Last month, Volvo introduced their Excellence Child Seat Concept in Sweden, which reimagines the front seat of passenger vehicles to allow for a restrained, rear-seated child passenger. In the concept, which is not available in commercial Volvo vehicles, the front passenger seat swivels to aid the parent in securing the child into a child restraint system (CRS), and then swivels to position the child rear-facing in the vehicle.
The Excellence Child Seat Concept not only illustrates a new idea that designs a vehicle interior around child passengers, but also highlights the differences in child passenger safety (CPS) best practices between the US and Sweden. As CIRP@CHOP co-scientific director Kristy Arbogast, PhD previously blogged, Sweden has long been a CPS leader, with the first rear-facing child seat developed by Bertil Aldman of Chalmers University in Gothenburg, Sweden in 1964.
Over time, a combination of legislation and awareness campaigns has resulted in a nearly 100% compliance rate for restraining children in motor vehicles according to Swedish best practice recommendations: restrained in rear-facing child restraint systems (CRS) until at least age 4 years, and then transitioned directly into belt-positioning booster seats up to 10-12 years of age.
Notably, it is also Swedish best practice to restrain children under the age of 4 rear-facing in the front passenger seat of vehicles with the air bag disabled.
This is in contrast to the American Academy of Pediatrics’ best practice recommendations in the US, which recommends that all children under the age of 13 years should ride in the rear seat of passenger vehicles. Air bag disabling is not common practice in the US as technology to easily switch the air bag off is not available as standard equipment in most vehicles of two or more rows. Coupled with the fact that US data shows an elevated risk of injury ranging from 40 to 70 percent for children in the front seat compared with children seated in the rear, with the right front seat containing an active air bag, the US recommendation remains rear seating for all children, most importantly those in rear-facing restraints. Therefore, children should remain seated in the rear seat of passenger vehicles in the proper restraint type for their weight and height in US vehicles.
This new design concept also sheds an interesting light on the safety of the front seat versus the rear. CHOP’s Director of Translational Research, Dennis Durbin, MD, MSCE, recently led a research study identifying who sits in the back seat and their relative risk of injury or fatality in newer model year passenger vehicles. While the rear seat remains the safest place for child passengers, the results showed that the front seat has started to “catch up” to the rear seat in terms of a child passenger’s relative safety. As Dr. Durbin blogged: "To make further advances in rear seat safety, engineers will need to consider adapting the front seat’s advanced technologies for the rear seat, as well as consider optimal geometry for the rear seat."
The Excellence Child Seat Concept turns this notion on its head—instead of bringing safety advances from the front seat into the rear, Volvo’s designers have redesigned the front seat to better accommodate a child passenger. It is amazing progress to see a vehicle designed around and for child passengers. I commend Volvo’s engineers for their innovative approach, and look forward to seeing if and how this concept translates to vehicle design in the US.

- _TO DO_
In the piece on Volvo's child seat concept, who developed the first rear-facing child seat, and in what year? The material that follows isn't needed for this.

- _AVAILABLE DATA_
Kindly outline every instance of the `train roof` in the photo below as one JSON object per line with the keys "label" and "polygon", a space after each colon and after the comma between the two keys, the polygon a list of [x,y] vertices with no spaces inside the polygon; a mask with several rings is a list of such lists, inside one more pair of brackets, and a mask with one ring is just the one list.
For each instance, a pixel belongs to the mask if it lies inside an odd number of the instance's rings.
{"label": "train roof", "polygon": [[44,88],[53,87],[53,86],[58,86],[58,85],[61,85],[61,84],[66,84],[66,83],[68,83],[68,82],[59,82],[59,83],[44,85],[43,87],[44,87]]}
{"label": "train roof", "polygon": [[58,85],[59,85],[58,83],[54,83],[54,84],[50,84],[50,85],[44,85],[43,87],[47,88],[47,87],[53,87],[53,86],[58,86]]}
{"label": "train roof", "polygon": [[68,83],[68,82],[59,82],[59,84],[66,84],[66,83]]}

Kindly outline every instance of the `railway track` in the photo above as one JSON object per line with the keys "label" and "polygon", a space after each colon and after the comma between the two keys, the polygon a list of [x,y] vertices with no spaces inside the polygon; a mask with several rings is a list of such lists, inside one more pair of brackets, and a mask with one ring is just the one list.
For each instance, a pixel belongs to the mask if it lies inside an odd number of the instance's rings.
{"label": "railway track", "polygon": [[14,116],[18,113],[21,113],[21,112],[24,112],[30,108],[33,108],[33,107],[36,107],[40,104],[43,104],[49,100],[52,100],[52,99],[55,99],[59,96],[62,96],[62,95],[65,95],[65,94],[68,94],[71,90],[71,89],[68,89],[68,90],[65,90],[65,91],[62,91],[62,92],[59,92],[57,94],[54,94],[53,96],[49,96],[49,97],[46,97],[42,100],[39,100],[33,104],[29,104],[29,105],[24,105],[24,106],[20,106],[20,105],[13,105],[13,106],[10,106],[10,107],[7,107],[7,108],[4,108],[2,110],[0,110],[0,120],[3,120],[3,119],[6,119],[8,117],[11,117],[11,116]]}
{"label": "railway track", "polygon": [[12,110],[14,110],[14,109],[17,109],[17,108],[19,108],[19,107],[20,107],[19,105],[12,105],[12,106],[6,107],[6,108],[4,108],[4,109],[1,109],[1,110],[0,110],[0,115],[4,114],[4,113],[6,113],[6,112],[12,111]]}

- _WRITTEN ANSWER_
Bertil Aldman of Chalmers University in Gothenburg, Sweden, developed it in 1964.